(Point-per-instance localization data)
• • • • • • •

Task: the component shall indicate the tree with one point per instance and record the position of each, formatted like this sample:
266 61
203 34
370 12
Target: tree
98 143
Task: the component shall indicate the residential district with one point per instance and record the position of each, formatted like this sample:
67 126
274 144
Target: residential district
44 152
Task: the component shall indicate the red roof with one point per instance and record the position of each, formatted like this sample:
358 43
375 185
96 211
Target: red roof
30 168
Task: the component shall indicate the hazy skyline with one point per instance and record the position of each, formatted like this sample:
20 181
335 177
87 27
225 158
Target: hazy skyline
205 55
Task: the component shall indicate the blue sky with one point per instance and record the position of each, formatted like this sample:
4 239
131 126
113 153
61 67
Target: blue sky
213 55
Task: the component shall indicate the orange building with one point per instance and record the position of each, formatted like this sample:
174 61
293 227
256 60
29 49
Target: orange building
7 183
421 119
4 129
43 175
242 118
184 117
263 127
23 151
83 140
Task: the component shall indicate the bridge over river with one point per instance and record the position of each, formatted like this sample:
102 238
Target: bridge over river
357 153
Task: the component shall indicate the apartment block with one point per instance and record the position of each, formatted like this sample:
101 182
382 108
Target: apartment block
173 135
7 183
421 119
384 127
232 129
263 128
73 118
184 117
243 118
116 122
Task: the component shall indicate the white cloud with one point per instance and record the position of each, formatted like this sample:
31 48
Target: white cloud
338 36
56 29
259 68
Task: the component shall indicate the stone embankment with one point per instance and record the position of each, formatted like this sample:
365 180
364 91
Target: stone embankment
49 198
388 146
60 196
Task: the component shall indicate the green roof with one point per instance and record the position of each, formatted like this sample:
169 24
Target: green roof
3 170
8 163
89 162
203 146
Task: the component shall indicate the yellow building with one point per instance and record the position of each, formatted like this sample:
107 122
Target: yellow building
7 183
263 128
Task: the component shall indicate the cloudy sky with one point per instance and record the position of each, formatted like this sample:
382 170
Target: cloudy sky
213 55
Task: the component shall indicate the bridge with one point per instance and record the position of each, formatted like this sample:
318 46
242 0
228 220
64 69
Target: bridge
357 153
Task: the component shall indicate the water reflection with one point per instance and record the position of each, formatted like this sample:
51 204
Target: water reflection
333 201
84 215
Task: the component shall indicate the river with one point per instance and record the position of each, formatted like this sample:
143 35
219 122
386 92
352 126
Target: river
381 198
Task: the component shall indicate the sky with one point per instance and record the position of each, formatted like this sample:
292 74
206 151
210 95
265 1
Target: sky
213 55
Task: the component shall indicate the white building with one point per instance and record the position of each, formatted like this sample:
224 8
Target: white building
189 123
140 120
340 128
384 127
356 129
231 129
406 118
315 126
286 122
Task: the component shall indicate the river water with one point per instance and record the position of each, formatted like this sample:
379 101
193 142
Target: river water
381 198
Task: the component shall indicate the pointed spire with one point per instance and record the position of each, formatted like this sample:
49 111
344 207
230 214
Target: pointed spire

• • • • • • •

**WHAT TO WORK ON:** Wherever "pointed" occurs in the records above, copy the line it sits in.

**ANSWER TO THE PROBLEM:**
Task: the component shall indicate the pointed spire with one point per instance and record the position of each, formatted like this sample:
Target: pointed spire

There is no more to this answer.